# WORK TO COMPLETE:
Count the lines in the data below that contain the string "wooden", treating uppercase and lowercase as different. Reply with only the number.

# INPUT MATERIAL:
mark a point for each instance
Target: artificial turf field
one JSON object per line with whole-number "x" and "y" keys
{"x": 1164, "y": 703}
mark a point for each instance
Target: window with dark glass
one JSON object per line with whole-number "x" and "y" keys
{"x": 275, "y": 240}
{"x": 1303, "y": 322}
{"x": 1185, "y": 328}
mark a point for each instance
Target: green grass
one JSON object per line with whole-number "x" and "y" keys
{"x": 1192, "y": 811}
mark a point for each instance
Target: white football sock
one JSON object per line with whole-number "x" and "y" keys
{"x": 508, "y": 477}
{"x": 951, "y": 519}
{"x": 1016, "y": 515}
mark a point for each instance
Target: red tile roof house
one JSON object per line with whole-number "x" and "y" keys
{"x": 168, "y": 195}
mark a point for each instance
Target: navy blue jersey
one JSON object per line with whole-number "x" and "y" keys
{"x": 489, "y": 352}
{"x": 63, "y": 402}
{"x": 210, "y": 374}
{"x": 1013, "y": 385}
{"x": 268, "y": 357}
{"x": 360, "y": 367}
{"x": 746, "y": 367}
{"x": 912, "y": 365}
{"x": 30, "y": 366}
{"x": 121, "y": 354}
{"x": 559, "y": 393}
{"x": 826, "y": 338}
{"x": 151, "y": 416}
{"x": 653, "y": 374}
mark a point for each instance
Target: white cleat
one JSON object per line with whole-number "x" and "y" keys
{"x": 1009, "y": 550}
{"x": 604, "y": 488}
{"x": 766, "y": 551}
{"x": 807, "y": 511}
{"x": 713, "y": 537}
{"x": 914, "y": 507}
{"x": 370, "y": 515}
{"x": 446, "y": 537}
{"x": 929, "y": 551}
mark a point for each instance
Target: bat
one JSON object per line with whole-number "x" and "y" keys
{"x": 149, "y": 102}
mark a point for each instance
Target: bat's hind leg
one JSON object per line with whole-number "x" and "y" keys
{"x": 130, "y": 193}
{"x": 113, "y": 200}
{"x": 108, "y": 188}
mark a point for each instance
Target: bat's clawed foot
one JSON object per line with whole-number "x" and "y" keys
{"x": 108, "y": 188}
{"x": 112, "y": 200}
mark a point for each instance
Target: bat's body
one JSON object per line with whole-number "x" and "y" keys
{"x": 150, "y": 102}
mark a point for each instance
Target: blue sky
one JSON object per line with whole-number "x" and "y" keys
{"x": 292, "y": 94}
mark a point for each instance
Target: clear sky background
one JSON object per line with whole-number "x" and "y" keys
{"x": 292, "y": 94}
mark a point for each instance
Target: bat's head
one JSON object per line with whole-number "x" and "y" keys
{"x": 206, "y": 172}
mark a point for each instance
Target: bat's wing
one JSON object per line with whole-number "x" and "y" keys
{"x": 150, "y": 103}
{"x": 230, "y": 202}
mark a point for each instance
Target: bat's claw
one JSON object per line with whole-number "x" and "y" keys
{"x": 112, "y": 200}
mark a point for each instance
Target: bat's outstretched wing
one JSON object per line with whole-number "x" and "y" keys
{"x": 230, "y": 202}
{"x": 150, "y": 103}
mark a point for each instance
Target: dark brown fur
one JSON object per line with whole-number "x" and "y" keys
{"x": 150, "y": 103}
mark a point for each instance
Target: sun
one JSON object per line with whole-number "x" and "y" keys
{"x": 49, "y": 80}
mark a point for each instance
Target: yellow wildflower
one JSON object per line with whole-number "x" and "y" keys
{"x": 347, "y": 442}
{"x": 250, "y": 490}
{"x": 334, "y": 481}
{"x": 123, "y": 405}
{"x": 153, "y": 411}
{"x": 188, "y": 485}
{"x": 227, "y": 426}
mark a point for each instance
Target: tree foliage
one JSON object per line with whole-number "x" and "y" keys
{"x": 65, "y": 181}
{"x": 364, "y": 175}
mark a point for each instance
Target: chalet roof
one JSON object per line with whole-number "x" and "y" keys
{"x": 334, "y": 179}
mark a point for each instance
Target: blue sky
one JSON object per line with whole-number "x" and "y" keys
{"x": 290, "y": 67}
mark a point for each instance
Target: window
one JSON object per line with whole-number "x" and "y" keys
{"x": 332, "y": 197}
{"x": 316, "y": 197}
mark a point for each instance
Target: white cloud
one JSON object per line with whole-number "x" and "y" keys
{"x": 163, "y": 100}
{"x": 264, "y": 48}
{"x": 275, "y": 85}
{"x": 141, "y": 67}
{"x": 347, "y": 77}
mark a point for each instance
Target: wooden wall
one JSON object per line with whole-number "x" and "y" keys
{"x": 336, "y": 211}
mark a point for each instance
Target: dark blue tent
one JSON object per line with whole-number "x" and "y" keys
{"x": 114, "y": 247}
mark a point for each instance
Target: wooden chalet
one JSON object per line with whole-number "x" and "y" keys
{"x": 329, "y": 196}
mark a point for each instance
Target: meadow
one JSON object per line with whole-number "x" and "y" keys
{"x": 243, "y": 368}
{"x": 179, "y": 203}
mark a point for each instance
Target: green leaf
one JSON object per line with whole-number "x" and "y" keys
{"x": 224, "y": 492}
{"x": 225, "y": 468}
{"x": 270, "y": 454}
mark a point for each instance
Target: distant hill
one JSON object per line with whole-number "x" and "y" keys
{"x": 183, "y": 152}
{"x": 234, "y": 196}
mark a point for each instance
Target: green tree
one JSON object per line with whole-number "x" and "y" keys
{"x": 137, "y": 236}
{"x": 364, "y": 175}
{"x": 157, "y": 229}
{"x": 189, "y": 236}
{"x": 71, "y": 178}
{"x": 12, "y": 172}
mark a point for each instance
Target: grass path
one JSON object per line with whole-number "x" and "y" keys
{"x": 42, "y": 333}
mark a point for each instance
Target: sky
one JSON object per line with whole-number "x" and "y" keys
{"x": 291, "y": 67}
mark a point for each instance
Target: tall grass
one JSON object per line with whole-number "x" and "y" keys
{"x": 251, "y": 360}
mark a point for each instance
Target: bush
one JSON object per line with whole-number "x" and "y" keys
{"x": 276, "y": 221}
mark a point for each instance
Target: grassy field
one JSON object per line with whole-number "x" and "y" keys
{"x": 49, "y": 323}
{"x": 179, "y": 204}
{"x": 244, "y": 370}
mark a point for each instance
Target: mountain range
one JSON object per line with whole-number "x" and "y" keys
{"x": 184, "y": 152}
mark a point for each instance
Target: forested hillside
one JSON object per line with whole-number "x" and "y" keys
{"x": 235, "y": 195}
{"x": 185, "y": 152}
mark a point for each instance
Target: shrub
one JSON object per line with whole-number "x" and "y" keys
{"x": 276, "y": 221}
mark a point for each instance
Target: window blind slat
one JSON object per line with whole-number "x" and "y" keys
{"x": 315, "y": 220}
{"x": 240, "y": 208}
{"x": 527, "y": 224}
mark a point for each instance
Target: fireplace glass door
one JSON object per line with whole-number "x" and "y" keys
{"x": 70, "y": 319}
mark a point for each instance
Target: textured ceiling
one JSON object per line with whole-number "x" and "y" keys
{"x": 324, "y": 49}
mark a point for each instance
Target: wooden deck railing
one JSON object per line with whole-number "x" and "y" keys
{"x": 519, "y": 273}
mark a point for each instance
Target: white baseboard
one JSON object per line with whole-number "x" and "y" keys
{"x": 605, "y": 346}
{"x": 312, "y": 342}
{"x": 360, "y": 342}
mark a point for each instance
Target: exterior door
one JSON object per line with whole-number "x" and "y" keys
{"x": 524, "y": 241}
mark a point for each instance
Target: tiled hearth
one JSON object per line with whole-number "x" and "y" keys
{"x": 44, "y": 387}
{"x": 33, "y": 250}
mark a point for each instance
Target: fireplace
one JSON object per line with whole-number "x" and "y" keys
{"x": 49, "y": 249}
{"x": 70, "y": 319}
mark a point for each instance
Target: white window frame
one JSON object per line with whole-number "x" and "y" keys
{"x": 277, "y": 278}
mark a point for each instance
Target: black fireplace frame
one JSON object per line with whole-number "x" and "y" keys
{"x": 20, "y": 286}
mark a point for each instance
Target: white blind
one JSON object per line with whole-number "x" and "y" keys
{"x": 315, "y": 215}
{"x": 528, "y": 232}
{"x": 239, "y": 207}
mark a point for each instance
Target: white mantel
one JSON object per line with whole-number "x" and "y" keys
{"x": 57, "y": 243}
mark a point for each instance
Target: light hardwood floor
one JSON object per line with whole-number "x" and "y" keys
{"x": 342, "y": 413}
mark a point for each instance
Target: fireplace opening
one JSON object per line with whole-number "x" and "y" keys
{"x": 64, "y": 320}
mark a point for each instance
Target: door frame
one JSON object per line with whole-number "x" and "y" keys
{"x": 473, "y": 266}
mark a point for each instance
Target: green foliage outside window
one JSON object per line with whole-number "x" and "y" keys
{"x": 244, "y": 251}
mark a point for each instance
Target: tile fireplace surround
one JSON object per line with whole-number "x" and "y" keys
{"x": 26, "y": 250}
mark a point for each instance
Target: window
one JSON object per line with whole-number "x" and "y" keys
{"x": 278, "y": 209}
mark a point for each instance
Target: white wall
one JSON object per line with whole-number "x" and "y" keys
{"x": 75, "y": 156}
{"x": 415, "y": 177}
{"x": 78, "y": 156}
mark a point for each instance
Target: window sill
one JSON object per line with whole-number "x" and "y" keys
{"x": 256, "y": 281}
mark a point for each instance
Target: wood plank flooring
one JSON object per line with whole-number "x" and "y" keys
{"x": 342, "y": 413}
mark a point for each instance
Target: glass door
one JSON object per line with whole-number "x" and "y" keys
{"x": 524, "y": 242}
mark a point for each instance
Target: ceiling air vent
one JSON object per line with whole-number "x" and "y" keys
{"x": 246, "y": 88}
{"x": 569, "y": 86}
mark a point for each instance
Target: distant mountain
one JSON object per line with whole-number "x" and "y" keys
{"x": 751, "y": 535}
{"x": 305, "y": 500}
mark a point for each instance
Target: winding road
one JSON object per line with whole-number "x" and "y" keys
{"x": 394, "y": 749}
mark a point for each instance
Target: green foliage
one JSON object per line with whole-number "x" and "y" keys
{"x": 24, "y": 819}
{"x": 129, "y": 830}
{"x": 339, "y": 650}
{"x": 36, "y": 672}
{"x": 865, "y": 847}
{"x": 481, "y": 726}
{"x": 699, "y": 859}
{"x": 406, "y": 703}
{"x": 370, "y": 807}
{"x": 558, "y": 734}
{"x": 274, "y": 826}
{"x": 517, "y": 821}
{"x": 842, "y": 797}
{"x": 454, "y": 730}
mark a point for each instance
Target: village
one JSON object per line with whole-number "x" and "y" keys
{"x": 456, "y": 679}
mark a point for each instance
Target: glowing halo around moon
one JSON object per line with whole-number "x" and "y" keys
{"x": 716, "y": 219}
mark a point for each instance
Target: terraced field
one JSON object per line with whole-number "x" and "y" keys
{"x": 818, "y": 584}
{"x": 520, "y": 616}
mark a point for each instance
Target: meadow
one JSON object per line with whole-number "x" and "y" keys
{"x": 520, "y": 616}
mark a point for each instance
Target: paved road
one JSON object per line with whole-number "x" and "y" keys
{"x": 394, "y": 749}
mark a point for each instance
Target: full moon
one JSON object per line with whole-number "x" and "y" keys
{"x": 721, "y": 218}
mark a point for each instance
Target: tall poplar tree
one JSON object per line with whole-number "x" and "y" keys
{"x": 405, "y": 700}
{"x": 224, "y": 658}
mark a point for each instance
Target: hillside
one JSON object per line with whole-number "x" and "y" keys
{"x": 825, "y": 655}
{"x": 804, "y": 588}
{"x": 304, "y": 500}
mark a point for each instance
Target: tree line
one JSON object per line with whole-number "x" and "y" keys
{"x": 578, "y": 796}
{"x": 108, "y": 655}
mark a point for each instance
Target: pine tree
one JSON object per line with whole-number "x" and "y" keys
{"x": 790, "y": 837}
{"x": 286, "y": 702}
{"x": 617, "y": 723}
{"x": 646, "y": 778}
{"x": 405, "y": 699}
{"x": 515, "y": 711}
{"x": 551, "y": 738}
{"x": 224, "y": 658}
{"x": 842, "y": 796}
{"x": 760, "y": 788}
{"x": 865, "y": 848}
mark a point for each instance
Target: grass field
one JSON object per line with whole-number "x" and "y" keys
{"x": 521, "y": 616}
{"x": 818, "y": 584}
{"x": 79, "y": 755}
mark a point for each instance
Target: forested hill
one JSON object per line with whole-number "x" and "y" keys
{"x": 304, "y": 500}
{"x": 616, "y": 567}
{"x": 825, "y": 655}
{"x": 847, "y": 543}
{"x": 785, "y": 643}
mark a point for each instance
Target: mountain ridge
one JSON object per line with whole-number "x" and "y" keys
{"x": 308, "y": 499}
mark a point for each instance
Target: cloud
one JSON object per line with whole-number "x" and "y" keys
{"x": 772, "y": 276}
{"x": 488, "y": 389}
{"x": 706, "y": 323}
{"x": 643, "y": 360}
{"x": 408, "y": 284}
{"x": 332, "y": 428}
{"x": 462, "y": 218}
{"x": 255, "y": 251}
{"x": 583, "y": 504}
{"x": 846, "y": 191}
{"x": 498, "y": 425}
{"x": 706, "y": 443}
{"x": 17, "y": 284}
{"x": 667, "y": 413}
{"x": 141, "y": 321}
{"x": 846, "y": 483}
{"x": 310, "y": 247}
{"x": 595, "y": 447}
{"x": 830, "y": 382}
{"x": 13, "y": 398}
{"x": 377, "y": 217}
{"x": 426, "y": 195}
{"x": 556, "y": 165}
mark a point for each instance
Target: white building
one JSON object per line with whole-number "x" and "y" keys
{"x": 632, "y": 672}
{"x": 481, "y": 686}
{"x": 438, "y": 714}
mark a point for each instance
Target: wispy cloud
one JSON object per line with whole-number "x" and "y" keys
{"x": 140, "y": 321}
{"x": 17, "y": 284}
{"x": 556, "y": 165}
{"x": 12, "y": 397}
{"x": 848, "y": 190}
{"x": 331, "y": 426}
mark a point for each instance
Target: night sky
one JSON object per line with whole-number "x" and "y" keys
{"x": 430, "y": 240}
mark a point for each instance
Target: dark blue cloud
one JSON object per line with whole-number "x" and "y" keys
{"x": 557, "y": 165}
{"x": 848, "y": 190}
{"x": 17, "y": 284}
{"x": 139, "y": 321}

# WRITTEN SOLUTION:
3